§ TASK INPUTS
— begin —
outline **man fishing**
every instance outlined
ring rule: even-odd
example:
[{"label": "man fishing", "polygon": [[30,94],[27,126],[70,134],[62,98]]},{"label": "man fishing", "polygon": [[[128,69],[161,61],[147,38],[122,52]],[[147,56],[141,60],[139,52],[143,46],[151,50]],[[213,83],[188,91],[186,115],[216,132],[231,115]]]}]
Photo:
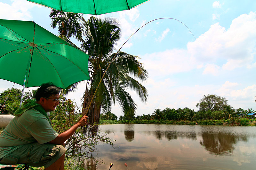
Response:
[{"label": "man fishing", "polygon": [[59,103],[61,89],[51,82],[38,88],[35,100],[28,99],[0,134],[0,164],[26,163],[44,169],[63,170],[64,142],[86,123],[84,116],[66,131],[59,134],[52,127],[48,112]]}]

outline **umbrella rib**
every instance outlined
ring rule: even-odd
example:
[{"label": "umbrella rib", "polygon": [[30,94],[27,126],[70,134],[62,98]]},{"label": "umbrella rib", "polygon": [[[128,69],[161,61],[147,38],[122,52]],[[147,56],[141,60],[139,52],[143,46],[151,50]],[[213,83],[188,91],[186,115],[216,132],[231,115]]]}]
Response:
[{"label": "umbrella rib", "polygon": [[[1,58],[1,57],[3,57],[4,56],[4,55],[7,55],[7,54],[9,54],[9,53],[20,53],[20,51],[22,51],[22,50],[24,50],[24,49],[26,49],[26,48],[27,48],[27,47],[28,47],[28,46],[27,46],[27,47],[26,47],[25,48],[20,48],[20,49],[15,49],[15,50],[13,50],[12,51],[10,51],[10,52],[8,52],[8,53],[6,53],[5,54],[4,54],[4,55],[2,55],[2,56],[0,56],[0,58]],[[13,51],[17,51],[17,50],[20,50],[20,49],[21,49],[21,50],[20,50],[20,51],[19,51],[19,52],[16,52],[16,53],[12,53],[12,52],[13,52]],[[28,52],[28,51],[24,51],[24,52],[23,52],[23,53],[24,53],[24,52]]]},{"label": "umbrella rib", "polygon": [[127,7],[128,7],[128,9],[130,10],[130,8],[129,7],[129,5],[128,4],[128,2],[127,2],[127,0],[126,0],[126,4],[127,4]]},{"label": "umbrella rib", "polygon": [[60,0],[60,11],[62,11],[62,2],[61,0]]},{"label": "umbrella rib", "polygon": [[[18,37],[17,37],[17,36],[16,36],[15,35],[14,35],[14,34],[13,34],[13,33],[12,33],[12,31],[11,31],[10,30],[11,30],[11,31],[12,31],[13,32],[14,32],[14,33],[16,33],[16,34],[17,34],[17,35],[19,35],[19,34],[18,34],[18,33],[16,33],[16,32],[15,31],[14,31],[13,30],[12,30],[12,29],[10,29],[9,28],[7,28],[7,27],[6,27],[6,26],[3,26],[3,25],[1,25],[1,26],[4,26],[4,27],[5,27],[5,28],[6,28],[6,29],[7,29],[7,30],[8,30],[9,31],[10,31],[10,32],[12,34],[12,35],[13,35],[13,36],[14,36],[14,37],[15,37],[16,38],[17,38],[17,40],[20,40],[20,38],[18,38]],[[22,36],[20,36],[20,37],[21,37],[21,38],[23,38],[23,39],[24,39],[24,40],[25,40],[25,41],[28,41],[28,42],[29,42],[29,41],[28,41],[28,40],[27,40],[26,39],[25,39],[25,38],[24,38],[24,37],[22,37]]]},{"label": "umbrella rib", "polygon": [[97,15],[97,13],[96,13],[96,8],[95,7],[95,2],[94,2],[93,0],[93,5],[94,5],[94,11],[95,11],[95,15]]},{"label": "umbrella rib", "polygon": [[[34,25],[34,34],[33,36],[33,41],[32,42],[32,44],[34,44],[34,40],[35,40],[35,34],[36,33],[36,25],[35,24],[35,22],[34,21],[32,21],[32,22],[33,23],[33,24]],[[31,53],[31,57],[30,58],[30,63],[29,63],[29,69],[28,69],[28,78],[27,78],[27,85],[25,85],[27,87],[28,86],[28,79],[29,78],[29,74],[30,73],[30,69],[31,68],[31,63],[32,62],[32,57],[33,56],[33,53],[34,53],[34,47],[33,46],[32,46],[32,51],[31,52],[32,53]],[[24,85],[26,84],[26,82],[24,82]],[[23,95],[23,94],[22,94],[22,95]]]},{"label": "umbrella rib", "polygon": [[[2,40],[7,40],[8,41],[12,41],[15,42],[17,42],[16,43],[10,43],[10,42],[7,42],[6,41],[3,41]],[[6,43],[8,43],[8,44],[12,44],[12,45],[13,45],[14,46],[16,46],[17,47],[20,47],[19,46],[17,46],[17,45],[16,45],[15,44],[27,44],[27,43],[23,43],[23,42],[19,42],[19,41],[18,41],[18,42],[17,41],[13,41],[12,40],[6,40],[6,39],[3,39],[3,38],[0,39],[0,40],[1,40],[1,41],[2,41]],[[25,48],[22,47],[20,48],[20,49],[21,49],[21,48],[25,49],[25,48],[26,48],[27,47],[28,47],[29,46],[27,46]],[[17,50],[18,49],[17,49],[15,50]],[[15,50],[14,50],[13,51],[15,51]]]},{"label": "umbrella rib", "polygon": [[[53,68],[54,68],[54,69],[56,71],[56,72],[58,74],[58,75],[59,75],[59,76],[60,76],[60,75],[59,74],[59,73],[58,73],[58,72],[57,71],[57,70],[56,70],[56,69],[55,69],[55,67],[54,66],[54,65],[53,65],[52,64],[52,62],[51,62],[51,61],[50,61],[50,60],[49,60],[49,59],[48,59],[48,58],[47,58],[47,57],[46,57],[46,56],[45,56],[45,55],[44,55],[44,53],[42,53],[42,52],[41,52],[41,51],[40,51],[40,49],[39,49],[38,48],[37,48],[37,47],[36,47],[36,48],[37,48],[37,49],[38,50],[38,51],[39,52],[40,52],[40,53],[41,54],[41,55],[43,55],[44,56],[44,57],[45,58],[47,58],[47,61],[48,61],[49,62],[50,62],[50,63],[51,63],[52,64],[52,66],[53,67]],[[46,52],[46,53],[48,53],[48,54],[49,54],[49,55],[51,55],[51,54],[49,54],[49,53],[48,52],[47,52],[47,51],[50,51],[50,52],[52,52],[52,53],[54,53],[54,54],[56,54],[57,55],[60,55],[60,56],[62,56],[62,57],[64,57],[64,58],[66,58],[66,59],[67,59],[67,60],[68,60],[68,61],[69,61],[69,62],[70,62],[70,63],[73,63],[73,64],[75,66],[76,66],[76,67],[77,67],[77,68],[78,68],[78,69],[79,70],[81,70],[81,71],[82,72],[83,72],[83,73],[84,73],[84,74],[85,74],[85,75],[86,75],[86,73],[85,73],[85,72],[84,72],[84,71],[83,71],[83,70],[81,70],[81,69],[80,69],[80,68],[79,68],[79,67],[77,66],[77,65],[76,65],[76,64],[75,64],[75,63],[73,63],[73,62],[72,61],[71,61],[70,60],[69,60],[69,59],[68,59],[68,58],[67,58],[67,57],[65,57],[65,56],[63,56],[63,55],[60,55],[60,54],[58,54],[58,53],[55,53],[55,52],[53,52],[53,51],[50,51],[50,50],[48,50],[46,49],[45,49],[45,48],[41,48],[40,49],[43,49],[43,50],[44,50],[44,51],[45,51]],[[63,83],[63,82],[62,82],[62,80],[61,80],[61,82],[62,82],[62,85],[63,85],[63,86],[64,86],[64,87],[65,87],[65,85],[64,85],[64,84]]]}]

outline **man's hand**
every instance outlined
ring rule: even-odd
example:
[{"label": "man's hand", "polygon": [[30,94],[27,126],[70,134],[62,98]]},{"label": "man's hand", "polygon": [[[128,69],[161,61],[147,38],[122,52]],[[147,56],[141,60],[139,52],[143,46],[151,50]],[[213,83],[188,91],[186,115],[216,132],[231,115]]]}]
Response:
— end —
§ EXERCISE BRIEF
Can you arrange all the data above as a numbered list, one line per item, with blank lines dropped and the pictures left out?

§ EXERCISE SOLUTION
1. outline **man fishing**
2. every instance outlined
3. ring rule: even-odd
4. example:
5. [{"label": "man fishing", "polygon": [[30,94],[27,126],[70,134],[62,98]]},{"label": "man fishing", "polygon": [[[128,69],[161,61],[147,38],[122,52]],[[147,56],[141,60],[139,52],[143,46],[151,50]],[[213,83],[188,91],[186,115],[216,132],[231,115]]]}]
6. Photo:
7. Response:
8. [{"label": "man fishing", "polygon": [[59,103],[61,89],[51,82],[38,88],[35,100],[28,99],[0,134],[0,164],[26,163],[44,169],[63,170],[64,142],[86,123],[84,116],[66,131],[59,134],[52,127],[48,112]]}]
9. outline **umbrella rib**
10. every instance outlined
11. ring rule: even-odd
12. example:
13. [{"label": "umbrella rib", "polygon": [[30,94],[27,126],[70,134],[62,98]]},{"label": "umbrella rib", "polygon": [[[128,69],[161,61],[147,38],[122,52]],[[147,56],[141,60],[139,52],[143,46],[151,50]],[[213,83],[188,91],[186,115],[216,132],[231,115]]]}]
14. Response:
15. [{"label": "umbrella rib", "polygon": [[[1,58],[1,57],[3,57],[4,56],[4,55],[7,55],[7,54],[9,54],[9,53],[20,53],[20,51],[22,51],[22,50],[24,50],[24,49],[26,49],[26,48],[27,48],[27,47],[28,47],[28,46],[27,46],[27,47],[26,47],[25,48],[20,48],[20,49],[15,49],[15,50],[13,50],[12,51],[10,51],[10,52],[8,52],[8,53],[6,53],[5,54],[4,54],[4,55],[2,55],[2,56],[0,56],[0,58]],[[13,51],[17,51],[17,50],[20,50],[20,49],[21,49],[21,50],[20,50],[20,51],[19,51],[19,52],[16,52],[16,53],[12,53],[12,52],[13,52]],[[28,52],[28,51],[24,51],[24,52],[23,52],[23,53],[24,53],[24,52]]]},{"label": "umbrella rib", "polygon": [[127,7],[128,7],[128,9],[130,10],[130,8],[129,7],[129,5],[128,4],[128,2],[127,2],[127,0],[126,0],[126,4],[127,4]]},{"label": "umbrella rib", "polygon": [[60,0],[60,11],[62,11],[62,2],[61,0]]},{"label": "umbrella rib", "polygon": [[[18,37],[17,37],[17,36],[16,36],[15,35],[14,35],[14,34],[13,34],[13,33],[12,33],[12,31],[11,31],[10,30],[11,30],[11,31],[12,31],[13,32],[14,32],[14,33],[16,33],[16,34],[17,34],[17,35],[19,35],[19,34],[18,34],[18,33],[16,33],[16,32],[15,31],[14,31],[13,30],[12,30],[12,29],[10,29],[9,28],[7,28],[7,27],[6,27],[6,26],[3,26],[3,25],[1,25],[1,26],[4,26],[4,27],[5,27],[5,28],[6,28],[6,29],[7,29],[7,30],[8,30],[9,31],[10,31],[10,32],[12,34],[12,35],[13,35],[13,36],[14,36],[14,37],[15,37],[16,38],[17,38],[17,40],[20,40],[20,38],[18,38]],[[22,36],[20,36],[20,37],[21,37],[21,38],[23,38],[23,39],[24,39],[24,40],[25,40],[25,41],[28,41],[28,42],[29,42],[29,41],[28,41],[28,40],[27,40],[26,39],[25,39],[25,38],[24,38],[24,37],[22,37]]]},{"label": "umbrella rib", "polygon": [[97,15],[97,13],[96,13],[96,8],[95,7],[95,2],[94,2],[93,0],[93,5],[94,5],[94,11],[95,11],[95,15]]},{"label": "umbrella rib", "polygon": [[[34,25],[34,34],[33,36],[33,41],[32,42],[32,44],[34,44],[34,40],[35,40],[35,34],[36,33],[36,25],[35,24],[35,22],[34,21],[32,21],[32,22],[33,23],[33,24]],[[31,53],[31,57],[30,58],[30,63],[29,63],[29,69],[28,69],[28,78],[27,78],[27,85],[25,85],[27,87],[28,86],[28,79],[29,78],[29,74],[30,73],[30,69],[31,68],[31,63],[32,62],[32,57],[33,56],[33,53],[34,53],[34,47],[33,46],[32,46],[32,51],[31,52],[32,53]],[[24,85],[26,84],[26,82],[24,82]],[[23,95],[23,94],[22,94],[22,95]]]},{"label": "umbrella rib", "polygon": [[[2,40],[7,40],[8,41],[12,41],[15,42],[17,42],[16,43],[10,43],[10,42],[7,42],[6,41],[3,41]],[[6,43],[8,43],[8,44],[12,44],[12,45],[13,45],[14,46],[16,46],[17,47],[20,47],[19,46],[17,46],[17,45],[16,45],[15,44],[27,44],[27,43],[23,43],[23,42],[19,42],[19,41],[18,41],[18,42],[17,41],[13,41],[12,40],[6,40],[6,39],[3,39],[3,38],[0,39],[0,40],[1,40],[1,41],[2,41]],[[25,48],[22,47],[20,48],[20,49],[21,49],[21,48],[25,49],[25,48],[26,48],[27,47],[28,47],[29,46],[27,46]],[[17,50],[18,49],[17,49],[15,50]],[[15,50],[14,50],[13,51],[15,51]]]},{"label": "umbrella rib", "polygon": [[[53,68],[54,68],[54,69],[56,71],[56,72],[58,74],[58,75],[59,75],[59,76],[60,76],[60,75],[59,74],[59,73],[58,73],[58,72],[57,71],[57,70],[56,70],[56,69],[55,69],[55,67],[54,66],[54,65],[53,65],[52,64],[52,62],[51,62],[51,61],[50,61],[50,60],[49,60],[49,59],[48,59],[48,58],[47,58],[47,57],[46,57],[46,56],[45,56],[45,55],[44,55],[44,53],[42,53],[42,52],[41,52],[41,51],[40,51],[40,49],[39,49],[38,48],[37,48],[37,47],[36,47],[36,48],[37,48],[37,49],[38,50],[38,51],[39,52],[40,52],[40,53],[41,54],[41,55],[43,55],[44,56],[44,57],[45,58],[47,58],[47,61],[48,61],[49,62],[50,62],[50,63],[51,63],[52,64],[52,66],[53,67]],[[46,52],[46,53],[48,53],[48,54],[49,54],[49,55],[51,55],[51,54],[49,54],[49,53],[48,52],[47,52],[47,51],[50,51],[50,52],[52,52],[52,53],[54,53],[54,54],[56,54],[57,55],[60,55],[60,56],[62,56],[62,57],[64,57],[64,58],[66,58],[66,59],[67,59],[67,60],[68,60],[68,61],[69,61],[69,62],[70,62],[70,63],[73,63],[73,64],[75,66],[76,66],[76,67],[77,67],[77,68],[78,68],[78,69],[79,70],[81,70],[81,71],[82,72],[83,72],[83,73],[84,73],[84,74],[85,74],[85,75],[86,75],[86,73],[85,73],[85,72],[84,72],[84,71],[83,71],[83,70],[81,70],[81,69],[80,69],[80,68],[79,68],[79,67],[77,66],[77,65],[76,65],[76,64],[75,64],[75,63],[73,63],[73,62],[72,61],[71,61],[70,60],[69,60],[69,59],[68,59],[68,58],[67,58],[67,57],[65,57],[65,56],[63,56],[63,55],[60,55],[60,54],[58,54],[58,53],[55,53],[55,52],[53,52],[53,51],[50,51],[50,50],[48,50],[46,49],[45,49],[45,48],[41,48],[40,49],[43,49],[43,50],[44,50],[44,51],[45,51]],[[63,83],[63,82],[62,82],[62,80],[61,80],[61,82],[62,82],[62,85],[63,85],[63,86],[64,86],[64,87],[65,87],[65,85],[64,85],[64,84]]]}]
16. outline **man's hand**
17. every instance outlined
18. ring rule: even-odd
19. example:
20. [{"label": "man's hand", "polygon": [[30,94],[27,126],[70,134],[62,98]]},{"label": "man's hand", "polygon": [[[128,69],[161,61],[147,38],[122,52]],[[147,56],[141,60],[139,52],[143,46],[151,50]],[[213,83],[188,91],[186,115],[216,132],[231,115]]]}]
21. Response:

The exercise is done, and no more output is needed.